Exercise directions
Search the records for "pier". Copy every line where it appears.

Data records
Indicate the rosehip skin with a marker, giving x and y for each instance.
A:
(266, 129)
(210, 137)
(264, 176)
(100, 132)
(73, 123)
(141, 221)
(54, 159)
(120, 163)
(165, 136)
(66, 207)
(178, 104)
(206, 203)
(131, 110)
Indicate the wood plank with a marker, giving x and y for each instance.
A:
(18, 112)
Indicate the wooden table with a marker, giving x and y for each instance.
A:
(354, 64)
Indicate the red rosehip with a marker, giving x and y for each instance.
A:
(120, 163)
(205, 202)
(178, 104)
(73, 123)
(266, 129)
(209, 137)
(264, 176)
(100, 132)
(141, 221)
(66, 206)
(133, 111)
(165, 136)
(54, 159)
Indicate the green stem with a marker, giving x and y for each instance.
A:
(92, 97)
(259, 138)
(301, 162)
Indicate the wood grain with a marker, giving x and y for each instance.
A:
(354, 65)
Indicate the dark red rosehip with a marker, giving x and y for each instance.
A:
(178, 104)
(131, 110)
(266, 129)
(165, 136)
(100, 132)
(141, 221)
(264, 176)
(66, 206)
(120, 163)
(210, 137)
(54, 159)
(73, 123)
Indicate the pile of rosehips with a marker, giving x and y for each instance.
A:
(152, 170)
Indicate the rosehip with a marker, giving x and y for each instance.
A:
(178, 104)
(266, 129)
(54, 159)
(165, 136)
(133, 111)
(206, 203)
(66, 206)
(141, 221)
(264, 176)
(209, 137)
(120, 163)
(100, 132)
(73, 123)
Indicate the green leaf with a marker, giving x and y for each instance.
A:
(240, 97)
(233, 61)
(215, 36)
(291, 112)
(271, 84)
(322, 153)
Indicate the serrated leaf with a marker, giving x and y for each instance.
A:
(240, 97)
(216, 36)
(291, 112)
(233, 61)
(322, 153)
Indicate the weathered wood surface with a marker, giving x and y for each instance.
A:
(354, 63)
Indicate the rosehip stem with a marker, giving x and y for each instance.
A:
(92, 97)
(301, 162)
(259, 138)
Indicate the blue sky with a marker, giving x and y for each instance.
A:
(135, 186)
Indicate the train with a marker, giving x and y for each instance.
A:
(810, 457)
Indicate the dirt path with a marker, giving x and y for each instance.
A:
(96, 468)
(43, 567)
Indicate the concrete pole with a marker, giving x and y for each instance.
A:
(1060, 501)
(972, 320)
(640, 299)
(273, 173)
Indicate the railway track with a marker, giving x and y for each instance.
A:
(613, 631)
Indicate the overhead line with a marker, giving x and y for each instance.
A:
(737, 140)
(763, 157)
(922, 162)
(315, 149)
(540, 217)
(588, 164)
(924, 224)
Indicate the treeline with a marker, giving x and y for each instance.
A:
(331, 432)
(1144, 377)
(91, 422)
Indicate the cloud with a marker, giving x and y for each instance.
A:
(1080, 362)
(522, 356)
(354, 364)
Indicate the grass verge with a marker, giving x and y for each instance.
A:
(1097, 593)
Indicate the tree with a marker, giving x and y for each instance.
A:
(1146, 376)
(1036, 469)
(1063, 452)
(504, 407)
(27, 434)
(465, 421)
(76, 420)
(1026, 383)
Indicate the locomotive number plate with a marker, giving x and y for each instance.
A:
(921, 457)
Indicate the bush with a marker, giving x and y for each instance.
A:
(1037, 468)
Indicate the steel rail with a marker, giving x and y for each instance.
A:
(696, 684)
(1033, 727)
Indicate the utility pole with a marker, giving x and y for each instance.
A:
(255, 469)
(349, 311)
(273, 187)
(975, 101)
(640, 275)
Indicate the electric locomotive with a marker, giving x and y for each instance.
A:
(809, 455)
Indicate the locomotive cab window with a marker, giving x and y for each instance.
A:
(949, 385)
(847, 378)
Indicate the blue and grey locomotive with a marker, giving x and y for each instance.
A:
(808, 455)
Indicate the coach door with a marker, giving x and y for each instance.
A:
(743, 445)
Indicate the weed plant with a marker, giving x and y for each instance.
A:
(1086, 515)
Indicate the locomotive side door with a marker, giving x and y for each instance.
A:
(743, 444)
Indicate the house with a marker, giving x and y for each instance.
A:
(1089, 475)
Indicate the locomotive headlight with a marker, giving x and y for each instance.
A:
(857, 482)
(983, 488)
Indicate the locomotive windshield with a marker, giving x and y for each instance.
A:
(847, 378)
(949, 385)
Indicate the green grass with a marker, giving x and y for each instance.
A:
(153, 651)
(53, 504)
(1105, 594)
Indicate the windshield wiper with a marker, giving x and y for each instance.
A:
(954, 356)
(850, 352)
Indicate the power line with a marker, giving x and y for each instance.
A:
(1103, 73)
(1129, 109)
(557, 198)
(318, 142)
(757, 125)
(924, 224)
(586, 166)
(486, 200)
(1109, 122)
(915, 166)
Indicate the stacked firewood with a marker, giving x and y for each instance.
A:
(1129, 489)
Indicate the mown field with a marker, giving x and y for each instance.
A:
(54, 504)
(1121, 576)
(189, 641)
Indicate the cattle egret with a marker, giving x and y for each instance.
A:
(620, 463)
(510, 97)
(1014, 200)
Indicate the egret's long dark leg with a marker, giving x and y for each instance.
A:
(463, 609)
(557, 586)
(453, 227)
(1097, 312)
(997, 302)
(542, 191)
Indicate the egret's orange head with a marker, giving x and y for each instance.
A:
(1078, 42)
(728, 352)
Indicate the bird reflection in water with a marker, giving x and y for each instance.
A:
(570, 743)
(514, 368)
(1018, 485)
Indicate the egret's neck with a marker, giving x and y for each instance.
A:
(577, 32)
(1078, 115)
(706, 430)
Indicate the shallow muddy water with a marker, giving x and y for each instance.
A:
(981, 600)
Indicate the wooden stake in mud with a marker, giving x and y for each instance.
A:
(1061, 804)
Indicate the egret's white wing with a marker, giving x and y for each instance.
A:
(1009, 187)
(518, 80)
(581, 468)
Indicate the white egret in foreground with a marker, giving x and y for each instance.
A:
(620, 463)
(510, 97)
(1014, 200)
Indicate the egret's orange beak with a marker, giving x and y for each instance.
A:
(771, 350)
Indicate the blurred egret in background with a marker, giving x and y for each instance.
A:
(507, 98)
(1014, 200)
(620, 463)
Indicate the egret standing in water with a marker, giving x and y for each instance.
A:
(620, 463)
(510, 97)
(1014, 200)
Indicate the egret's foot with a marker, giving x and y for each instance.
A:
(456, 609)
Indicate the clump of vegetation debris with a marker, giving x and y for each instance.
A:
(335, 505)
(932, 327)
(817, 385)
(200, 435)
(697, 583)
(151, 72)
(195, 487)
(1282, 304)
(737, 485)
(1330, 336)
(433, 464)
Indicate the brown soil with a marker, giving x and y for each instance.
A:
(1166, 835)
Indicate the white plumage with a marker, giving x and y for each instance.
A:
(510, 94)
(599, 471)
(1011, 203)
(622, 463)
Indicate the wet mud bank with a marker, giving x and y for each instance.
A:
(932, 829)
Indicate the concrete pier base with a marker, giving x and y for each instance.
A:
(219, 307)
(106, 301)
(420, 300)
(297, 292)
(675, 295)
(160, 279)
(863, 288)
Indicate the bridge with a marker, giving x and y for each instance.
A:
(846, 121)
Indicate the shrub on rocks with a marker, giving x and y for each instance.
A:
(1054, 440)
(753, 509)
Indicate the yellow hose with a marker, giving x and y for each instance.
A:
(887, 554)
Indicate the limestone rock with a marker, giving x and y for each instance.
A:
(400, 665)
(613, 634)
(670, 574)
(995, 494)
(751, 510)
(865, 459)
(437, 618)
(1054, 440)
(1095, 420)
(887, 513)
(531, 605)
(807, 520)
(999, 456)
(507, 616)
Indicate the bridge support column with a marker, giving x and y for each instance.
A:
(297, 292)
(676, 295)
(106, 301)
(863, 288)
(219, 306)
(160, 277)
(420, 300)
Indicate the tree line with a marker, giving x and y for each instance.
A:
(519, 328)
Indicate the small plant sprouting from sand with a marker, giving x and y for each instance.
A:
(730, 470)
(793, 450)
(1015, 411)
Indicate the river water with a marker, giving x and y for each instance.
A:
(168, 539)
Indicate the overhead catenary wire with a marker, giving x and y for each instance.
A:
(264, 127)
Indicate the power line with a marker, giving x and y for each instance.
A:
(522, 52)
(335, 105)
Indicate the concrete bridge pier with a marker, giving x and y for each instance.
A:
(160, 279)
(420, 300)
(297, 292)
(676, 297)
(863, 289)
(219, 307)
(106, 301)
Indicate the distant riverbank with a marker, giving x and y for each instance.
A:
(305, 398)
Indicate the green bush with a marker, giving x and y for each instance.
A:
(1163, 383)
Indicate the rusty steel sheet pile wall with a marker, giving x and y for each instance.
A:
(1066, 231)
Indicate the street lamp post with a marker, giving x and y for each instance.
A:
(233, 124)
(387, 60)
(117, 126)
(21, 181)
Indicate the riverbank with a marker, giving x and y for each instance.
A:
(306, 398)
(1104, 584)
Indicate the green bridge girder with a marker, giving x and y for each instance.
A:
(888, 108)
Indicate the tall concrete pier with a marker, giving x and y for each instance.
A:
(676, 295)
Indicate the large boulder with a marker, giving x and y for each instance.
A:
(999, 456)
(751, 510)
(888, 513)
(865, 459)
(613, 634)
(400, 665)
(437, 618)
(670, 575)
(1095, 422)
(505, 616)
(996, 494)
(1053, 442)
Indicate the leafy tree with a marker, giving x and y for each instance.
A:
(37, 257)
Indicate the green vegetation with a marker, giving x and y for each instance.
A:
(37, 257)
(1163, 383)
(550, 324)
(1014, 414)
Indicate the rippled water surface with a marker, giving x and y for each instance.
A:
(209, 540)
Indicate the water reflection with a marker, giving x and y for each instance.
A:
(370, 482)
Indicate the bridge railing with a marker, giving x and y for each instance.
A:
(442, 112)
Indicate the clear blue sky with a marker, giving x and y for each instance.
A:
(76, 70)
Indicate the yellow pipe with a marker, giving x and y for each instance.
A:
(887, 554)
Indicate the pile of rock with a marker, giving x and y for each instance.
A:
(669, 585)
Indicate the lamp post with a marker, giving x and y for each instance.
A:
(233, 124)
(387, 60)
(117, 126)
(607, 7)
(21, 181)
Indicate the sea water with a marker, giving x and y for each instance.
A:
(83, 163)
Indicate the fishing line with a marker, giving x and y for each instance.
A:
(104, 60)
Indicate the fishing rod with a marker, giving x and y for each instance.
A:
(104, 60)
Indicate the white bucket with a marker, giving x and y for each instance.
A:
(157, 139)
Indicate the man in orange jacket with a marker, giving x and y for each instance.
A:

Your solution
Indicate the concrete pier base with a marker, giving x and y for each instance.
Indicate the concrete bridge pier with a marker, giving x and y for each instance.
Indicate the tall concrete pier with a marker, giving x and y for each instance.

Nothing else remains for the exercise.